## ENTRIES SHOWN
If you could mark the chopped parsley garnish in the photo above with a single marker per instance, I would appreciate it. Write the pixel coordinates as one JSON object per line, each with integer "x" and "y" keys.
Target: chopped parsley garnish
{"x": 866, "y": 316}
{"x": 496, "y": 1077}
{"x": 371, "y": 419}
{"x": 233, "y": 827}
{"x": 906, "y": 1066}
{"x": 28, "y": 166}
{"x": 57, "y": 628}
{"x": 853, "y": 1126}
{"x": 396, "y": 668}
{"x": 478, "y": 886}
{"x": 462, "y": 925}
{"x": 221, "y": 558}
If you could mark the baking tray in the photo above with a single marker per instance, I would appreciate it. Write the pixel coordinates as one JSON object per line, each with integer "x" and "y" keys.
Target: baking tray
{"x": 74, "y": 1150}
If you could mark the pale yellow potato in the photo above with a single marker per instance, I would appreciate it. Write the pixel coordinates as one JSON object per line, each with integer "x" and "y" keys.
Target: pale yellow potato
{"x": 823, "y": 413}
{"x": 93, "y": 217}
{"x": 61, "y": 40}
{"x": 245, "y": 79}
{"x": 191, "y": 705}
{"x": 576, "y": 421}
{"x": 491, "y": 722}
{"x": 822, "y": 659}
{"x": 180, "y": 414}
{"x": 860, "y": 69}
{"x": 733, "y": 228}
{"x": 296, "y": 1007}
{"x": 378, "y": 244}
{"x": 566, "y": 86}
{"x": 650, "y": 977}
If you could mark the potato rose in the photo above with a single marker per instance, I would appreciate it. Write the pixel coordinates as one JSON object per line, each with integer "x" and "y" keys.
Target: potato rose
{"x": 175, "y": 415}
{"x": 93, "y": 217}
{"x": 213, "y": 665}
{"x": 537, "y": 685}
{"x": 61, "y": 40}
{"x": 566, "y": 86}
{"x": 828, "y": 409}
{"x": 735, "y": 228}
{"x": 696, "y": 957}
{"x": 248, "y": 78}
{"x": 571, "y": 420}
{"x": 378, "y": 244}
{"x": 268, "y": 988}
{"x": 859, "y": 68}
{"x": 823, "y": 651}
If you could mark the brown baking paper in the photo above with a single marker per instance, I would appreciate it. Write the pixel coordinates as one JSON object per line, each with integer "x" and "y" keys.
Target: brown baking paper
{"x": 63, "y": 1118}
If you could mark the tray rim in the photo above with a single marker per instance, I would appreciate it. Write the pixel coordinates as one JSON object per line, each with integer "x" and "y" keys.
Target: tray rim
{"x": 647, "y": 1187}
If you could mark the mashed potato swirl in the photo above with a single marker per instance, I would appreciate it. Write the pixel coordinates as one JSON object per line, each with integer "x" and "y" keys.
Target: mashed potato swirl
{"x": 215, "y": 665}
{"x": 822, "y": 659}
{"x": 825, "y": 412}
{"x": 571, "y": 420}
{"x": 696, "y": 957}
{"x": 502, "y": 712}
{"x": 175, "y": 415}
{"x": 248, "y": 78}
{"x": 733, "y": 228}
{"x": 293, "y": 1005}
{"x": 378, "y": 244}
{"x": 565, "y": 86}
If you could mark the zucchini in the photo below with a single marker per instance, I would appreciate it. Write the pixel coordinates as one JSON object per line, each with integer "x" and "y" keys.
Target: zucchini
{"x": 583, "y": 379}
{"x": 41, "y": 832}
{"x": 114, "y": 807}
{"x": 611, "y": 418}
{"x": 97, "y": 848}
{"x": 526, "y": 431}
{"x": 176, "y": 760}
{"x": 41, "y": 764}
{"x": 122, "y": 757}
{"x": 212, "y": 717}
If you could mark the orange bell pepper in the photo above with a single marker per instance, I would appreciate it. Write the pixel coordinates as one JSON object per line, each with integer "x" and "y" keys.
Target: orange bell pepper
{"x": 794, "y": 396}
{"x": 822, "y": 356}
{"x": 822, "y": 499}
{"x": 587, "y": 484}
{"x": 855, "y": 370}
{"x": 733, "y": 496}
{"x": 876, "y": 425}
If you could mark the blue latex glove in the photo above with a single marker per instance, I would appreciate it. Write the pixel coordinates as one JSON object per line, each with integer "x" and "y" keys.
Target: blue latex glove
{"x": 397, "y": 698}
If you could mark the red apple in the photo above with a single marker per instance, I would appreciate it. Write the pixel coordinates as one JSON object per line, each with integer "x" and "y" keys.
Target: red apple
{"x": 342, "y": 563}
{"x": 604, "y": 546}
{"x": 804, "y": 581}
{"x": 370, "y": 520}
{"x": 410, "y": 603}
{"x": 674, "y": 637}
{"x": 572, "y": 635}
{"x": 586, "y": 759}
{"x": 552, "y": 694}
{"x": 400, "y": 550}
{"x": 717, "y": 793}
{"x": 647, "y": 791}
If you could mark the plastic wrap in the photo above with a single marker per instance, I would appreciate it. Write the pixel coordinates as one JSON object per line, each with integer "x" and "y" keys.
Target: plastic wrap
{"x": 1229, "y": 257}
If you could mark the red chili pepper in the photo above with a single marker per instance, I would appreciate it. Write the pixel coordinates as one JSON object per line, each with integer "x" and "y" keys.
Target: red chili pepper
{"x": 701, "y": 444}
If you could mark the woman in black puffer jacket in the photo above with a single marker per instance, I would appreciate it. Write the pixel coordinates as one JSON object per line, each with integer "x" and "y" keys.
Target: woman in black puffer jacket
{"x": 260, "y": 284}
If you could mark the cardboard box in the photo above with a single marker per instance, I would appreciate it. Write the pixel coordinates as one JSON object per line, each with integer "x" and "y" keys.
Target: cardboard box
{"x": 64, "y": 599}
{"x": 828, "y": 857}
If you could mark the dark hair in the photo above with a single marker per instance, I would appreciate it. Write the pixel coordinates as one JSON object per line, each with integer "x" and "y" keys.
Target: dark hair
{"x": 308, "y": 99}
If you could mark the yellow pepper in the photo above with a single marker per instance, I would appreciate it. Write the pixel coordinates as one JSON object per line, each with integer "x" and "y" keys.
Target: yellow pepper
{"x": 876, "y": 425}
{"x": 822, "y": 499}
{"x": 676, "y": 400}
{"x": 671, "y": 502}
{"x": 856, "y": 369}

## WHAT IS NEEDED
Set down each entry again, unchanged.

## EXERCISE RESPONSE
If you could mark the chopped parsley garnish in the photo above with a single marker per instance, I would appreciate it. Write the pixel coordinates as one JSON object per line, each with integer "x" and "y" keys.
Target: chopped parsley garnish
{"x": 866, "y": 316}
{"x": 496, "y": 1077}
{"x": 371, "y": 419}
{"x": 233, "y": 827}
{"x": 906, "y": 1066}
{"x": 28, "y": 166}
{"x": 57, "y": 628}
{"x": 853, "y": 1126}
{"x": 396, "y": 668}
{"x": 478, "y": 886}
{"x": 462, "y": 925}
{"x": 221, "y": 558}
If you could mark the baking tray in the photo above with a single marker per instance, I would appreciate it. Write the pixel coordinates as one JSON object per line, each with integer "x" and "y" keys.
Target: baking tray
{"x": 74, "y": 1150}
If you could mark the pale yellow potato in the photo above with a single marker per instance, I would appreciate it. Write the pixel coordinates as one JSON object per line, each with integer "x" and "y" keys.
Target: pale yellow potato
{"x": 823, "y": 413}
{"x": 93, "y": 217}
{"x": 61, "y": 40}
{"x": 245, "y": 79}
{"x": 191, "y": 705}
{"x": 576, "y": 421}
{"x": 491, "y": 722}
{"x": 822, "y": 659}
{"x": 180, "y": 414}
{"x": 860, "y": 69}
{"x": 733, "y": 228}
{"x": 296, "y": 1007}
{"x": 378, "y": 244}
{"x": 566, "y": 86}
{"x": 650, "y": 977}
If you could mark the potato rose in the photo above with a single marker per instance, I would appreciate it. Write the pixel coordinates as one JSON object per line, each with integer "x" and "y" keys.
Target: potato rose
{"x": 175, "y": 415}
{"x": 93, "y": 217}
{"x": 213, "y": 665}
{"x": 537, "y": 685}
{"x": 61, "y": 40}
{"x": 566, "y": 86}
{"x": 828, "y": 409}
{"x": 735, "y": 228}
{"x": 696, "y": 957}
{"x": 248, "y": 78}
{"x": 571, "y": 420}
{"x": 378, "y": 244}
{"x": 268, "y": 988}
{"x": 859, "y": 68}
{"x": 823, "y": 651}
If you could mark the brown baking paper in the photo above with a single marker per instance, I would appreciate it. Write the pixel coordinates as one JSON object per line, each with integer "x" and "y" keys.
Target: brown baking paper
{"x": 63, "y": 1118}
If you could mark the tray rim in the photo above with a single marker per instance, I would appreciate it. Write the pixel coordinates as one JSON object per line, each with integer "x" and "y" keys.
Target: tray rim
{"x": 647, "y": 1187}
If you could mark the mashed potato swirl in the photo above with a single marker per instance, I would appreciate it. Write the pixel coordinates as one JSON object per line, each with integer "x" and "y" keys.
Target: mashed potato swirl
{"x": 215, "y": 665}
{"x": 822, "y": 659}
{"x": 825, "y": 412}
{"x": 571, "y": 420}
{"x": 696, "y": 957}
{"x": 502, "y": 712}
{"x": 175, "y": 415}
{"x": 248, "y": 78}
{"x": 733, "y": 228}
{"x": 293, "y": 1005}
{"x": 378, "y": 244}
{"x": 565, "y": 86}
If you could mark the zucchini in the photo below with a single marker per instance, I would appreciate it. Write the pixel coordinates as one JSON object per line, each with integer "x" and "y" keys.
Target: zucchini
{"x": 583, "y": 379}
{"x": 41, "y": 832}
{"x": 114, "y": 807}
{"x": 611, "y": 418}
{"x": 97, "y": 848}
{"x": 526, "y": 431}
{"x": 176, "y": 760}
{"x": 41, "y": 764}
{"x": 122, "y": 757}
{"x": 212, "y": 717}
If you could mark the orange bell pepper in the photo above with a single marker per instance, I would appreciate it. Write the pixel coordinates as one JSON object per line, each with integer "x" and "y" keys.
Target: orange bell pepper
{"x": 794, "y": 396}
{"x": 822, "y": 356}
{"x": 822, "y": 499}
{"x": 587, "y": 484}
{"x": 855, "y": 370}
{"x": 733, "y": 496}
{"x": 876, "y": 425}
If you could mark the blue latex glove in the photo above with a single marker per instance, I would appreciate it. Write the pixel coordinates as one JSON object per line, each with integer "x" and "y" keys.
Target: blue latex glove
{"x": 397, "y": 698}
If you could mark the red apple in the photo above with a single marker per instance, I would appreciate it. Write the pixel coordinates as one JSON object per line, each with integer "x" and "y" keys.
Target: red apple
{"x": 342, "y": 563}
{"x": 604, "y": 546}
{"x": 804, "y": 581}
{"x": 370, "y": 520}
{"x": 410, "y": 603}
{"x": 674, "y": 637}
{"x": 572, "y": 635}
{"x": 586, "y": 759}
{"x": 552, "y": 694}
{"x": 400, "y": 550}
{"x": 717, "y": 793}
{"x": 647, "y": 791}
If you could mark the plastic wrap in the photo above with a single marker per instance, I would appreciate it. Write the pixel coordinates as one JSON object per line, each with integer "x" and "y" keys.
Target: plastic wrap
{"x": 1229, "y": 257}
If you could mark the red chili pepper in the photo above with a single marker per instance, I would appreciate it. Write the pixel coordinates as one JSON object per line, each with integer "x" and "y" keys.
Target: red chili pepper
{"x": 701, "y": 444}
If you could mark the woman in black puffer jacket in the photo above with a single marker per instance, I would appreciate it. Write the pixel coordinates as one JSON object per line, each with integer "x" and "y" keys.
Target: woman in black puffer jacket
{"x": 260, "y": 284}
If you could mark the cardboard box in the photo above with a single marker per instance, I would appreciate it. Write the pixel coordinates as one JSON object per line, each with integer "x" and "y" keys.
Target: cardboard box
{"x": 64, "y": 599}
{"x": 828, "y": 857}
If you could mark the dark hair in the photo above with a single marker per instance, I would appreciate it. Write the pixel coordinates as one JSON object per line, each with integer "x" and "y" keys.
Target: dark hair
{"x": 308, "y": 99}
If you could mark the yellow pepper in the photo above with a single marker per instance, I would appreciate it. Write the pixel coordinates as one JSON object per line, each with integer "x" and "y" keys.
Target: yellow pepper
{"x": 876, "y": 425}
{"x": 822, "y": 499}
{"x": 676, "y": 400}
{"x": 671, "y": 502}
{"x": 856, "y": 369}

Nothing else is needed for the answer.